** Extracted information follows **
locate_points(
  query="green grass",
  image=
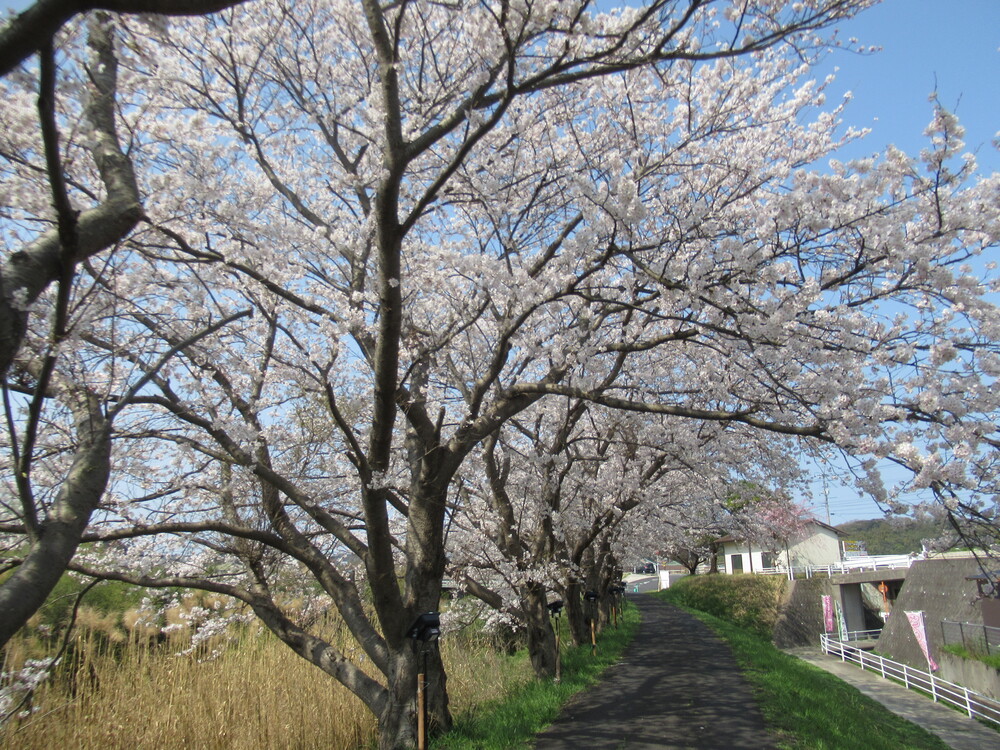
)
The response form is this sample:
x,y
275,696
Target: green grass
x,y
752,602
992,660
811,709
513,722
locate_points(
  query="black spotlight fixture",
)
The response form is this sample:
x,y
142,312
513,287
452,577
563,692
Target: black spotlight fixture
x,y
426,628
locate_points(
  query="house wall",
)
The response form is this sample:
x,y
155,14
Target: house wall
x,y
820,547
756,556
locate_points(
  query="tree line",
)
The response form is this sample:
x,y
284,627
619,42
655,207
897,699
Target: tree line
x,y
355,296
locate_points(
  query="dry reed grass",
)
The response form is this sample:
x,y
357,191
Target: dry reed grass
x,y
256,694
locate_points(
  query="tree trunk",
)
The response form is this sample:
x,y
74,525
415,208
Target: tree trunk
x,y
576,613
541,636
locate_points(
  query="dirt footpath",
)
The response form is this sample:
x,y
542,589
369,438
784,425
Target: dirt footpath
x,y
676,687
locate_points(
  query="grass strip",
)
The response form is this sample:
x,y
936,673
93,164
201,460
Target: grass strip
x,y
514,721
811,709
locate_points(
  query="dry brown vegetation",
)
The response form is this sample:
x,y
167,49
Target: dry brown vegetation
x,y
118,689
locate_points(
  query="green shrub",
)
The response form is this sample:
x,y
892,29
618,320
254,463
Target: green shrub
x,y
750,601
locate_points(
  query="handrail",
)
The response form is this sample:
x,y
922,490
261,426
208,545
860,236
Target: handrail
x,y
942,691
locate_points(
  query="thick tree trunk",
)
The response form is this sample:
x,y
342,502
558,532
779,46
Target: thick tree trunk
x,y
541,636
59,534
577,613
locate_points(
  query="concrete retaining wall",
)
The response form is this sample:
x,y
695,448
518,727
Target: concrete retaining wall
x,y
938,587
801,620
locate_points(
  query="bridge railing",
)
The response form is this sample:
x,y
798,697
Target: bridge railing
x,y
941,691
853,565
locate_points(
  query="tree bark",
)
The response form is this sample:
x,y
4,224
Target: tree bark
x,y
59,534
541,636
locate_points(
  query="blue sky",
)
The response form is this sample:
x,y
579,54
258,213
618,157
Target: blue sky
x,y
950,46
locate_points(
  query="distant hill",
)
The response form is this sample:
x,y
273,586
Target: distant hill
x,y
894,536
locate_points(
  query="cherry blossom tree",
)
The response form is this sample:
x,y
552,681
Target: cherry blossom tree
x,y
442,216
565,494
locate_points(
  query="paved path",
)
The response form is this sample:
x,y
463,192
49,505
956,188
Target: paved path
x,y
958,731
676,688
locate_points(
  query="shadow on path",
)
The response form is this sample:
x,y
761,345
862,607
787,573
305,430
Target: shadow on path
x,y
677,686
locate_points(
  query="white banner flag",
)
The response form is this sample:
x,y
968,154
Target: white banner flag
x,y
917,623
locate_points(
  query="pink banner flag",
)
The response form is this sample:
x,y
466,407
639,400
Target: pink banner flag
x,y
917,623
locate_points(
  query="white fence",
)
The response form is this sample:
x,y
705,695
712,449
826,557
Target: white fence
x,y
854,565
942,691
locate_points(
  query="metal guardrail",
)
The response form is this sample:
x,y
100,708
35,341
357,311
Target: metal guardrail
x,y
854,565
942,691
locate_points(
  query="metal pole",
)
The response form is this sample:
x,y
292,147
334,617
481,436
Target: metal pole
x,y
421,713
422,705
558,652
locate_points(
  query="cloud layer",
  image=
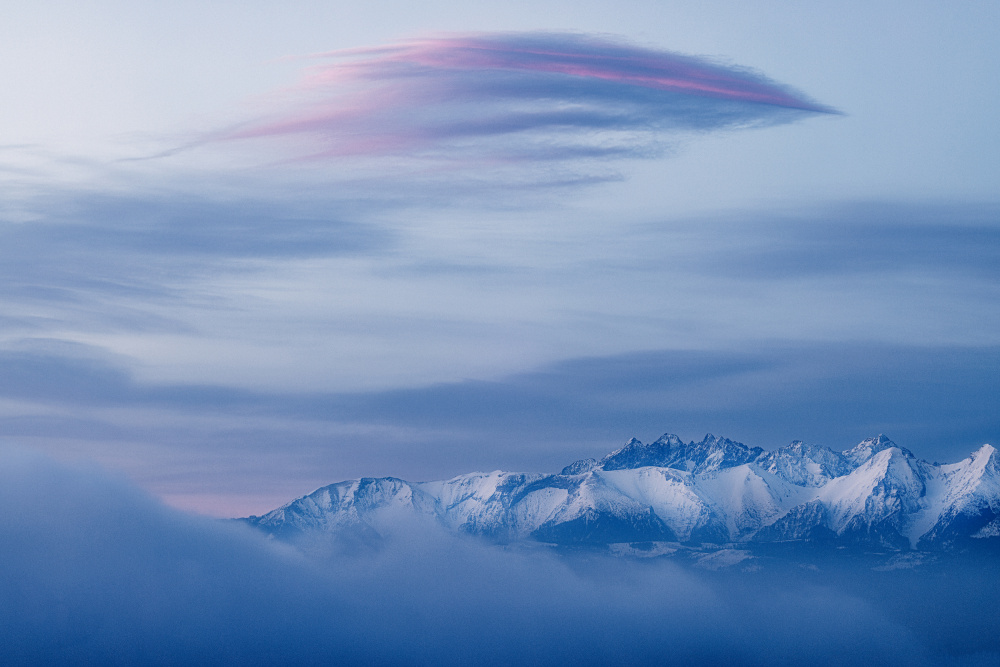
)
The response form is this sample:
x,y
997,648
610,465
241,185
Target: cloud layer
x,y
518,96
97,573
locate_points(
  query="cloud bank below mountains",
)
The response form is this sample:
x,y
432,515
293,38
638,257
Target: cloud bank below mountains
x,y
97,573
516,97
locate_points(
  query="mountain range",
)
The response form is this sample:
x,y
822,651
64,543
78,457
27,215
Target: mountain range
x,y
877,495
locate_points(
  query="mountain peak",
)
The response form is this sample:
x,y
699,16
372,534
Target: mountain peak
x,y
869,447
669,451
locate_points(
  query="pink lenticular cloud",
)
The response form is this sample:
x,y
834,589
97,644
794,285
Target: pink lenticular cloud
x,y
536,96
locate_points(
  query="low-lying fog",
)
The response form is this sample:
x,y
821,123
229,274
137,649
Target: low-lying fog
x,y
95,571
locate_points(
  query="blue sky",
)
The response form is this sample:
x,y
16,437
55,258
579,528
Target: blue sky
x,y
247,250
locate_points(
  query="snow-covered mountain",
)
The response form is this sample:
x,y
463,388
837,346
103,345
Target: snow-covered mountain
x,y
716,491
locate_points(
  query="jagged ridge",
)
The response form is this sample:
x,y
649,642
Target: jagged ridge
x,y
719,491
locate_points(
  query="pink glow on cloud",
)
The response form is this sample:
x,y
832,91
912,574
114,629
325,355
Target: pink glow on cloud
x,y
422,94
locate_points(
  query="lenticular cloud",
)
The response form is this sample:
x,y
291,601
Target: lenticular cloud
x,y
512,97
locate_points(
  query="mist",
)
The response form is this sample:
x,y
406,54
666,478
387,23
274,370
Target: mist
x,y
97,572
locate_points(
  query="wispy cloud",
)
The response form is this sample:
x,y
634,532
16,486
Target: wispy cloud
x,y
518,97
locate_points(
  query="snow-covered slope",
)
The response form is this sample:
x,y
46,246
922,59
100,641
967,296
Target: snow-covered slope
x,y
876,494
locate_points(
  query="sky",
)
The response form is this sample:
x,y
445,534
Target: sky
x,y
247,250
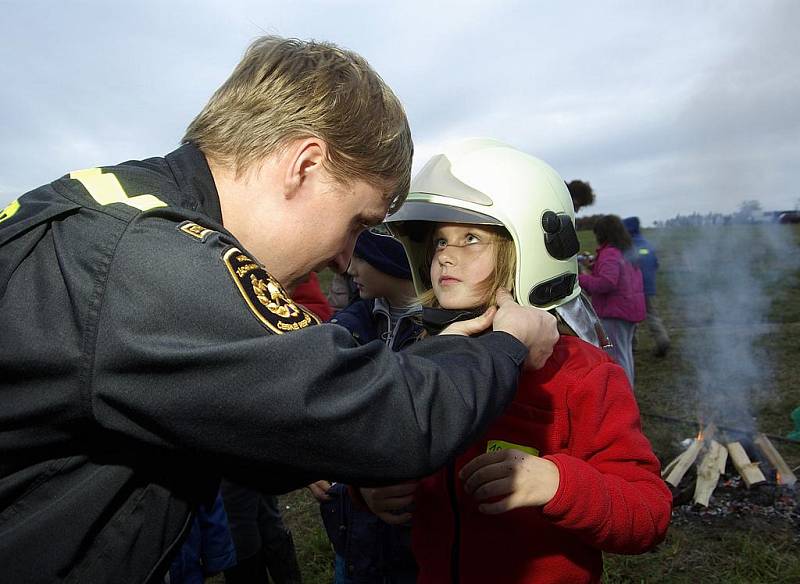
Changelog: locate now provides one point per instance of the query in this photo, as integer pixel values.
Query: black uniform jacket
(142, 356)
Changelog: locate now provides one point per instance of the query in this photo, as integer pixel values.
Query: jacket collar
(191, 171)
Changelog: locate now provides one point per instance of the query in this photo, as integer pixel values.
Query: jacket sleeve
(610, 494)
(606, 274)
(182, 364)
** End of Extracted information **
▸ Problem description: Your task is to return every entry exactly as it was written, with the pictures removed.

▸ Answer box:
locate_points(
  query="green grass",
  image=
)
The response form is this sample:
x,y
275,696
Target: green grass
x,y
752,602
992,660
811,709
513,722
locate_points(
  query="black spotlight fixture",
)
The response form is this sample:
x,y
142,312
513,287
452,577
563,692
Target: black spotlight fixture
x,y
426,628
locate_points(
  query="house wall",
)
The response form is this sample:
x,y
155,14
Target: house wall
x,y
820,547
756,556
locate_points(
  query="tree line",
)
The response form is this sample:
x,y
284,627
619,42
655,207
897,699
Target: tree line
x,y
355,296
locate_points(
  query="dry reed grass",
)
The response form is this sample:
x,y
357,191
Target: dry reed grass
x,y
256,694
locate_points(
  query="tree trunk",
)
The response form is this sample:
x,y
74,525
415,208
Target: tree trunk
x,y
576,613
541,636
locate_points(
  query="dirt footpath",
)
The response form is this sample:
x,y
542,589
369,438
784,425
Target: dirt footpath
x,y
676,687
locate_points(
  query="grass strip",
)
The response form is this sample:
x,y
936,673
93,164
201,460
Target: grass strip
x,y
514,721
811,709
locate_points(
  query="dry brown vegetation",
)
The response form is this sample:
x,y
167,49
Target: dry brown vegetation
x,y
118,689
locate_points(
  query="green shrub",
)
The response form is this sample:
x,y
892,29
618,320
254,463
Target: green shrub
x,y
750,601
locate_points(
  query="handrail",
)
The response form is this sample:
x,y
922,490
261,426
208,545
860,236
Target: handrail
x,y
942,691
locate_points(
  query="thick tree trunk",
)
The response form is this sample:
x,y
342,502
558,532
779,46
Target: thick tree trunk
x,y
541,636
59,534
577,613
locate_points(
  query="concrete retaining wall",
)
The response form is this sample:
x,y
695,448
518,727
Target: concrete retaining wall
x,y
938,587
801,620
locate_points(
  query="bridge railing",
)
The response form is this sample:
x,y
798,697
Target: bridge railing
x,y
941,691
853,565
locate_points(
  query="tree bark",
)
The response form is this sample:
x,y
4,224
Target: tree bark
x,y
59,534
541,636
locate_points(
  query="blue sky",
)
The response form is this sample:
x,y
579,54
258,213
618,157
Target: blue sky
x,y
950,46
locate_points(
  query="distant hill",
)
The response form is this sample:
x,y
273,586
Target: distant hill
x,y
894,536
locate_points(
  query="cherry blossom tree",
)
The response form is this sample:
x,y
552,681
Target: cherry blossom tree
x,y
442,216
565,494
locate_points(
  query="paved path",
)
The response form is this sample:
x,y
463,192
49,505
956,188
Target: paved path
x,y
958,731
676,688
locate_points(
  query="shadow on path",
)
The response form is this sample:
x,y
761,345
862,607
787,573
305,430
Target: shadow on path
x,y
677,686
locate_points(
  query="white banner flag",
)
The response form is this sample:
x,y
968,154
Target: white banner flag
x,y
917,623
locate_points(
  query="pink banner flag",
)
The response form is this sample:
x,y
466,407
639,400
Target: pink banner flag
x,y
917,623
locate_points(
  query="white fence",
)
The response form is this sample:
x,y
705,695
712,449
826,557
Target: white fence
x,y
854,565
942,691
locate_points(
  query="metal guardrail",
)
The response form is this sample:
x,y
100,708
35,341
357,311
Target: metal guardrail
x,y
854,565
942,691
locate_points(
  query="metal pole",
)
The response form is this sample:
x,y
292,147
334,617
481,436
Target: metal pole
x,y
421,713
422,705
558,652
locate_points(
  query="cloud layer",
  image=
)
The response form is this sample:
x,y
997,648
610,465
241,185
Target: cloud layer
x,y
518,96
97,573
locate_points(
  query="cloud bank below mountains",
)
The response form is this sample:
x,y
432,515
293,38
638,257
Target: cloud bank below mountains
x,y
97,573
516,97
locate_points(
  query="mountain range",
)
The response form is this sample:
x,y
822,651
64,543
78,457
27,215
Target: mountain range
x,y
877,495
locate_points(
  query="mountain peak",
)
The response form is this sample:
x,y
699,16
372,534
Target: mountain peak
x,y
869,447
669,451
locate_points(
  query="pink lenticular cloud",
)
The response form is this sample:
x,y
834,589
97,644
794,285
Target: pink lenticular cloud
x,y
536,96
locate_points(
  query="low-lying fog",
)
The response form is this sample:
x,y
821,123
229,274
137,649
Target: low-lying fog
x,y
95,571
locate_points(
  query="blue sky",
)
The response form is this sample:
x,y
16,437
55,258
579,528
Target: blue sky
x,y
247,250
locate_points(
  query="snow-covered mountain",
)
The response form is this sample:
x,y
463,388
837,346
103,345
Target: snow-covered mountain
x,y
716,491
locate_points(
  query="jagged ridge",
)
The response form is this sample:
x,y
649,642
Target: jagged ridge
x,y
719,491
locate_points(
  query="pink glow on cloud",
)
The response form is this sample:
x,y
832,91
912,574
114,629
325,355
Target: pink glow on cloud
x,y
422,94
locate_points(
  query="lenticular cloud",
)
The response form is this sample:
x,y
291,601
Target: lenticular cloud
x,y
512,97
locate_points(
  query="mist",
)
The response form is this sample:
x,y
406,54
666,478
387,23
274,370
Target: mist
x,y
97,572
locate_points(
  query="wispy cloud",
)
The response form is this sample:
x,y
634,532
16,486
Target: wispy cloud
x,y
518,97
locate_points(
  query="snow-covered slope",
)
The response form is this sample:
x,y
46,246
922,59
100,641
967,296
Target: snow-covered slope
x,y
876,494
locate_points(
  query="sky",
)
The response form is this sample:
x,y
445,534
Target: sky
x,y
247,250
Changelog: locate now provides one point per instance of the query in this photo, as integer pixel values.
Query: black uniform jacket
(142, 356)
Changelog: locate now provides one point per instance of the query in this photo, as integer pixel values.
Query: jacket collar
(191, 171)
Changelog: locate now provides one point per instance of the query in this photo, as integer pixel values.
Query: jacket sleeve
(610, 494)
(606, 274)
(182, 364)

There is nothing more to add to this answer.